▸ Input records
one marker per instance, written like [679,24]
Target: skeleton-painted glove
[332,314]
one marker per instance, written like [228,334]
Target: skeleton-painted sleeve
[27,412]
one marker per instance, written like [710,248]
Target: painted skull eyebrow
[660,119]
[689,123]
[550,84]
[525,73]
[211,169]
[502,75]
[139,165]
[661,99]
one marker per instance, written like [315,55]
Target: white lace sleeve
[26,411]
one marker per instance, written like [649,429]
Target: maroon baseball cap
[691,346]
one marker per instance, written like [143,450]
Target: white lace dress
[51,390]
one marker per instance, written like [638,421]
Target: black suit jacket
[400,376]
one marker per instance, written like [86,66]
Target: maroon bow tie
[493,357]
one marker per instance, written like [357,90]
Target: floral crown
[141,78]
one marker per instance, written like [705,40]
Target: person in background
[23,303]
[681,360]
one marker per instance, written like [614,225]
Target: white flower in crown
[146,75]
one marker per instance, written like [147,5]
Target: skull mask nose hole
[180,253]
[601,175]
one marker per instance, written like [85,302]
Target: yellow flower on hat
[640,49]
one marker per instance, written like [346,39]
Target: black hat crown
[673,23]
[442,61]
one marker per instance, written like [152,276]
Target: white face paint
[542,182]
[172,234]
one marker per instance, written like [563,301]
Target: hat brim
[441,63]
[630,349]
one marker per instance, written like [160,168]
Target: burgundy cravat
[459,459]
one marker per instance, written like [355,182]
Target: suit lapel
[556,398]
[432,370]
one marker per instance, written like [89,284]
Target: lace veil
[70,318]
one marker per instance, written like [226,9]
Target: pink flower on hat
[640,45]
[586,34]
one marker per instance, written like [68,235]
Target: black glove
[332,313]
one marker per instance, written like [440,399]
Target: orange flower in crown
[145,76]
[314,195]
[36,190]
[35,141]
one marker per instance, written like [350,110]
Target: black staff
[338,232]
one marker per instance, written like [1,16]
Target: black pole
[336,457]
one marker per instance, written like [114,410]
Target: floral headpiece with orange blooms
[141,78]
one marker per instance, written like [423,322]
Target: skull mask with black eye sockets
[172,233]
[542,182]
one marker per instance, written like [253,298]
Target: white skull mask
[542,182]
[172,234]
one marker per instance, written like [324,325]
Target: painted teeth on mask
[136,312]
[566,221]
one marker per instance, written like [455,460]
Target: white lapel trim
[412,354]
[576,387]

▸ What to do
Set down every line of the entries above again, word for word and in the same order, changing nothing.

▸ Result of the exercise
one marker per instance, written like [679,24]
Target: skeleton-painted glove
[332,314]
one marker per instance, written like [228,334]
Target: skeleton-painted sleeve
[27,412]
one marker per instance, written like [710,248]
Target: painted skull eyebrow
[660,119]
[689,123]
[550,84]
[525,73]
[211,169]
[502,75]
[139,165]
[661,99]
one marker per instance, written like [315,55]
Target: white lace sleeve
[26,411]
one marker per instance, written like [649,429]
Target: maroon baseball cap
[691,346]
one marker per instance, written like [143,450]
Target: white lace dress
[51,390]
one marker per instance, written like [638,421]
Target: black suit jacket
[400,376]
one marker per instance, written like [86,66]
Target: maroon bow tie
[493,357]
one marker per instance, written like [357,90]
Target: floral crown
[141,78]
one marker per instance, written like [705,40]
Target: person in background
[23,303]
[681,360]
one marker per instance, written like [614,225]
Target: white flower in crown
[146,75]
one marker per instance, written like [147,5]
Target: skull mask nose hole
[180,253]
[601,175]
one marker per instance, written like [85,302]
Target: yellow flower on hat
[640,49]
one marker per instance, written like [346,39]
Target: black hat crown
[673,23]
[442,61]
one marker per instance, written like [152,276]
Target: white face paint
[542,182]
[172,234]
one marker per instance, written like [563,301]
Target: hat brim
[441,63]
[630,349]
one marker per instance, written like [160,168]
Target: burgundy cravat
[459,459]
one marker per instance, written like [355,182]
Target: suit lapel
[556,398]
[432,370]
one marker per instance, written like [89,284]
Target: lace veil
[70,318]
one marker per instance, written like [226,9]
Target: pink flower on hat
[640,45]
[586,34]
one marker per instance, written like [68,235]
Target: black glove
[332,313]
one marker per instance, written like [440,399]
Target: orange flower in crown
[145,76]
[314,195]
[36,190]
[35,141]
one marker per instance, written like [350,110]
Target: black staff
[338,232]
one marker per instance, written like [1,16]
Target: black pole
[336,457]
one marker per instance, written like [114,410]
Target: floral headpiece with orange blooms
[141,78]
one marker per instance, written like [423,322]
Target: skull mask with black eye sockets
[172,233]
[542,182]
one marker per instance, written like [253,298]
Target: white skull mask
[542,182]
[172,234]
one marker per instance, written like [324,325]
Target: painted teeth on mask
[136,312]
[566,221]
one marker per instance, written like [455,460]
Target: white lapel trim
[412,354]
[576,387]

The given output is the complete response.